:: Written task ::
Convert the rows below into a two-column CSV whose header is text,answer, giving each row one line that holds its text and its answer. Enclose both fields in double quotes and replace every line break inside a field with a space.

:: Material to process ::

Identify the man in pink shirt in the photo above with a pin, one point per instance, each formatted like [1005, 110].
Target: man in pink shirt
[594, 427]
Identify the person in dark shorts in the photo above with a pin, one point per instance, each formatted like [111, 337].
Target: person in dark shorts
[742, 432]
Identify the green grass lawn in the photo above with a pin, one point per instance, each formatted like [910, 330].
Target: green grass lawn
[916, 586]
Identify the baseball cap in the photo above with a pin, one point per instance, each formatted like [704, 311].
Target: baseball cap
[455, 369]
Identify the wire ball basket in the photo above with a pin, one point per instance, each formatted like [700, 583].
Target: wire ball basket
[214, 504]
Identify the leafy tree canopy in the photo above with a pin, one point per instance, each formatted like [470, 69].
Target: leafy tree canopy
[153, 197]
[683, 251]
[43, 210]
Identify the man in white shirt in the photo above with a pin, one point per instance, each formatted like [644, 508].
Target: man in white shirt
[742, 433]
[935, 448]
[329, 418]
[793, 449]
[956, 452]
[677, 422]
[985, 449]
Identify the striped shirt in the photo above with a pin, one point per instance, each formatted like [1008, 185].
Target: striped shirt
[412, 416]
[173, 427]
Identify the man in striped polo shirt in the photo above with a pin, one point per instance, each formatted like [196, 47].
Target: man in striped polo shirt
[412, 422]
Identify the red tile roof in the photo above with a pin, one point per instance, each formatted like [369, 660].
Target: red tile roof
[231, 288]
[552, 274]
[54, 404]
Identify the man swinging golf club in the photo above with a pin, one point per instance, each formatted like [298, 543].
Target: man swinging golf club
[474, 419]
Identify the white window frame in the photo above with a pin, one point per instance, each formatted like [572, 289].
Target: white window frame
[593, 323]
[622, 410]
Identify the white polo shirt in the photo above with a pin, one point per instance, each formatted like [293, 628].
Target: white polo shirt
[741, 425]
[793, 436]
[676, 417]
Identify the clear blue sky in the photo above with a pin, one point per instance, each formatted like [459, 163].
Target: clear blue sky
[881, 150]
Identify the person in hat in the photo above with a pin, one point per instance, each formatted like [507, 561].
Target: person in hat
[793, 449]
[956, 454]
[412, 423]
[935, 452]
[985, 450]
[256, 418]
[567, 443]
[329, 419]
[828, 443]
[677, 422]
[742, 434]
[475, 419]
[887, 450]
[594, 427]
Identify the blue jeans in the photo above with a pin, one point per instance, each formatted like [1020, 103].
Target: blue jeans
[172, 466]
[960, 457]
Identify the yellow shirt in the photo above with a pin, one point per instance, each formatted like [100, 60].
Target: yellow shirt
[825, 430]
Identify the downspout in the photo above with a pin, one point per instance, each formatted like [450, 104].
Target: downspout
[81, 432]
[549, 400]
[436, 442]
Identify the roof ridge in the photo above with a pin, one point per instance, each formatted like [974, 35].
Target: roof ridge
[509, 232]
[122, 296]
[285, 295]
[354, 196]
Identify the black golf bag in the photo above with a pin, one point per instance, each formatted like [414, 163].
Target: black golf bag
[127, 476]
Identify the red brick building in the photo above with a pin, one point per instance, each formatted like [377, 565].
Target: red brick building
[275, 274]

:: Correct output ::
text,answer
"Identify the man in pink shirt in the photo above with a pin, one point per instance, each formatted like [1005, 110]. Target: man in pink shirt","[594, 427]"
"Identify the person in dark shorts in the photo above with a pin, one point per instance, each formatted like [111, 337]. Target: person in dark shorts","[742, 432]"
"Identify the green grass lawn in the photo above with a pin, one point per instance, each formatted like [910, 330]. Target: green grass lawn","[916, 586]"
"Identify the baseball cap in the photo above with a pin, one point per instance, each formatted like [704, 311]. Target: baseball cap","[455, 369]"
"Identify the wire ball basket in the photo above with a pin, one point per instance, each formatted like [700, 583]. Target: wire ball basket","[214, 504]"
"Identify the leafy tree canopy in the photo above with a pin, one point per instance, each formatted like [470, 69]. Target: leafy tree canopy","[153, 197] [683, 251] [43, 210]"
"Identify the man in white shirt in the photo above with a pin, one point per instance, each formatted like [644, 508]. Target: man in white shirt","[742, 433] [935, 448] [329, 418] [793, 449] [956, 452] [677, 422] [985, 449]"
"Identify the striped shirt in the photo above with a pin, one point per instance, each formatted like [1008, 185]. Target: striped shirt","[412, 416] [173, 427]"
"Identify the man in striped polo shirt in the photo above with a pin, one point per instance, each formatted like [196, 47]. Target: man in striped polo shirt","[412, 422]"
"Identify the red tile roof in the photo above with a pin, one point per instance, each formatted like [369, 660]. Target: red tile roof","[231, 288] [552, 274] [54, 404]"
"Identify the man swinging golf club in the photo above with a pin, one point per instance, each formatted like [298, 543]. Target: man swinging golf club","[474, 419]"
"Identify the white window frame in the photo above with a pin, one point per instance, each formatted like [572, 289]. Target: white window frame","[593, 323] [622, 410]"
"Identify the white polo shirt in the photo above with a pin, one point per instance, each formatted like [293, 628]. Target: white polo shirt","[741, 425] [793, 436] [676, 417]"
"Identify the clear blue sky in the photo above with a pin, one point per instance, each formatted like [459, 163]. Target: clear blue sky","[881, 150]"
"Identify the person in hat in the photo above with a pin, one point per instance, each formatted like [507, 561]. Target: person in hat","[793, 449] [956, 454] [412, 423] [935, 452] [985, 450] [256, 418] [567, 443] [329, 419] [828, 443] [677, 422] [742, 434] [475, 419] [887, 450] [594, 427]"
"Identify the blue jeans in the photo above with a pin, one point per instance, each formatted like [1020, 103]. Target: blue jeans","[172, 466] [960, 457]"
"Identify the yellow shirt in the photo above with a pin, one point per instance, each formatted like [100, 60]. Target: yellow shirt","[825, 430]"
"Identify the downspout in the photo above with a pin, one point per instance, each formatted like [450, 104]. Target: downspout","[81, 432] [549, 400] [436, 442]"
"Identify the roof ridge in the photo above with a pin, one point per instance, each formatted like [974, 35]. Target: roof ridge","[509, 232] [122, 296] [285, 295] [354, 196]"
"Identify the black golf bag in the photo above with a pin, one point per instance, each formatted like [414, 163]. Target: black golf bag","[127, 476]"
"Identify the red brick building in the photo above with a pin, one point per instance, each formatted like [377, 565]. Target: red brick building","[275, 274]"